WRITTEN INSTRUCTION:
Copy out all of the data exactly as it appears.

Pointing dataset excerpts:
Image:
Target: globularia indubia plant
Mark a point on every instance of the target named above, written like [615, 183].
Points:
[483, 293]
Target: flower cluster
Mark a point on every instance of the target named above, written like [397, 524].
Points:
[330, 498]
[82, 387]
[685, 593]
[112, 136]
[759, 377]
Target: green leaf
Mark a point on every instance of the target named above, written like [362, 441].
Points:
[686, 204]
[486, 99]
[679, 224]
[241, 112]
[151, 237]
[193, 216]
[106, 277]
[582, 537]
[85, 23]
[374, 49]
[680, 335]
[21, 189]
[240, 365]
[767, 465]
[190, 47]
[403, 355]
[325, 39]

TASK ANSWER:
Image:
Target: globularia indubia plant
Mark a point on every instance of the target named above, written like [615, 183].
Points:
[483, 293]
Target: flower cluster
Mark a point on every instance of the target named above, written like [397, 524].
Points:
[330, 498]
[82, 387]
[685, 593]
[112, 136]
[759, 377]
Target: green leaf
Mark a point on every instance of the target named above, written like [362, 441].
Points:
[686, 204]
[486, 99]
[679, 224]
[241, 112]
[151, 237]
[193, 216]
[106, 277]
[582, 537]
[85, 23]
[374, 49]
[680, 335]
[21, 189]
[240, 365]
[767, 465]
[190, 47]
[403, 355]
[325, 39]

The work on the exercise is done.